- YOUR GOAL -
What is needed here is every entry, retyped exactly.

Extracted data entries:
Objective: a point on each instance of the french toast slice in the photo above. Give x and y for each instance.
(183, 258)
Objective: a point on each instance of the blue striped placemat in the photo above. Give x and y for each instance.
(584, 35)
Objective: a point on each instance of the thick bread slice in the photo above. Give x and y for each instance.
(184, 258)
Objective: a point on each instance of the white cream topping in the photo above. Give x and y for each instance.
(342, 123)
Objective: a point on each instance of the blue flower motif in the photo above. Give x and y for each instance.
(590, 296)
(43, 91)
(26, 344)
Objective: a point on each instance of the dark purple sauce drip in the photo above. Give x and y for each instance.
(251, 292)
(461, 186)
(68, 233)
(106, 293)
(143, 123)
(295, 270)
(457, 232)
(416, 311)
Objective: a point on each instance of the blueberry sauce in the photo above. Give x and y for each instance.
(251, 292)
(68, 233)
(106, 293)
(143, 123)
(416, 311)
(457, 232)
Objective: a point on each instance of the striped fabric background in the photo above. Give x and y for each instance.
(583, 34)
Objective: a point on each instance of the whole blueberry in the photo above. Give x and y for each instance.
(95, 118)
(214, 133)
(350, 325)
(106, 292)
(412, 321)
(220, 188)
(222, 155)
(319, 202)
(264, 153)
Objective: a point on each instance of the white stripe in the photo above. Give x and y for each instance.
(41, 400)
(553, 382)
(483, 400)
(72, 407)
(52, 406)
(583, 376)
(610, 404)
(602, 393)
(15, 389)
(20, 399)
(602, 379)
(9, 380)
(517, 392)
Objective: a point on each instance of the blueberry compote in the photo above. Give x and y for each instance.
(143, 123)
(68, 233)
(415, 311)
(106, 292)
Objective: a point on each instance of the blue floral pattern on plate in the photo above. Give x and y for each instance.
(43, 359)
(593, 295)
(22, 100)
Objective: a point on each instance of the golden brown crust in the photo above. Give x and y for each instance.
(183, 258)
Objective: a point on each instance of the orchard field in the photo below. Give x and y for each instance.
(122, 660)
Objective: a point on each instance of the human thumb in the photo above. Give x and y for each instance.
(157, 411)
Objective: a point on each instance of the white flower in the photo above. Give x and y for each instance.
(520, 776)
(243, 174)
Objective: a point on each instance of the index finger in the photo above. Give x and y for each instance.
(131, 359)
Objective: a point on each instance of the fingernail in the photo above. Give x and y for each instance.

- ANSWER SPACE -
Objective: a point on each instance of the french toast slice in the photo above. Give x and y for each instance.
(183, 258)
Objective: a point on each instance of the blue striped placemat in the photo above. Give x and y for each instance.
(584, 35)
Objective: a point on each instance of the thick bread slice in the photo above. Give x and y for each instance.
(184, 258)
Objective: a point on each instance of the white cream topping in the photo above. Give x and y for each instance.
(342, 123)
Objective: a point on each instance of the blue flower motif in the photo above. Give x and y for each instance.
(590, 296)
(43, 91)
(26, 344)
Objective: a point on each instance of the dark purple sauce drip in the photo above. Give x and y for each instance.
(251, 292)
(461, 186)
(68, 233)
(106, 293)
(143, 123)
(295, 270)
(457, 232)
(416, 311)
Objective: a point on each instance of the blueberry sauce in the photo above. Give x and y for each instance.
(251, 292)
(68, 233)
(106, 293)
(143, 123)
(416, 311)
(457, 232)
Objective: a point on each instance of the striped fabric background in the photo above. Give x and y for each instance.
(583, 34)
Objective: a point on each instance of the whole blueberry in the photo above. Give x and y for each instance.
(95, 118)
(214, 133)
(350, 325)
(106, 292)
(412, 321)
(220, 188)
(222, 155)
(319, 202)
(264, 153)
Objective: a point on each instance of the white stripe in the photo above. Give x and y for each instance.
(41, 400)
(553, 382)
(483, 400)
(72, 407)
(52, 406)
(583, 376)
(610, 404)
(602, 393)
(15, 389)
(20, 399)
(602, 379)
(9, 380)
(517, 392)
Objective: a point on each instance of the blueberry compote in the photo above. Give x and y for each instance.
(143, 123)
(68, 233)
(415, 311)
(106, 292)
Objective: a point on each instance of the blue floral pattern on plate in the photo above. Give x and y for each instance.
(43, 359)
(593, 295)
(22, 100)
Objective: a point on each instance of the golden brown crust in the photo above. Give x and y for each instance.
(183, 258)
Objective: a point on each instance of the orchard field in the photo below. Give x and y for each instance.
(122, 660)
Objective: a point on each instance of the human thumb in the photo above. Give x and y for each instance.
(157, 411)
Objective: a point on each instance of the white flower in the photo above. Give x and y for each instance.
(520, 776)
(243, 174)
Objective: a point on each instance of the index finger in the photo above. Give x and y for each instance.
(131, 359)
Objective: a point on each instance of the fingernail in the photo above. Give x and y for each instance.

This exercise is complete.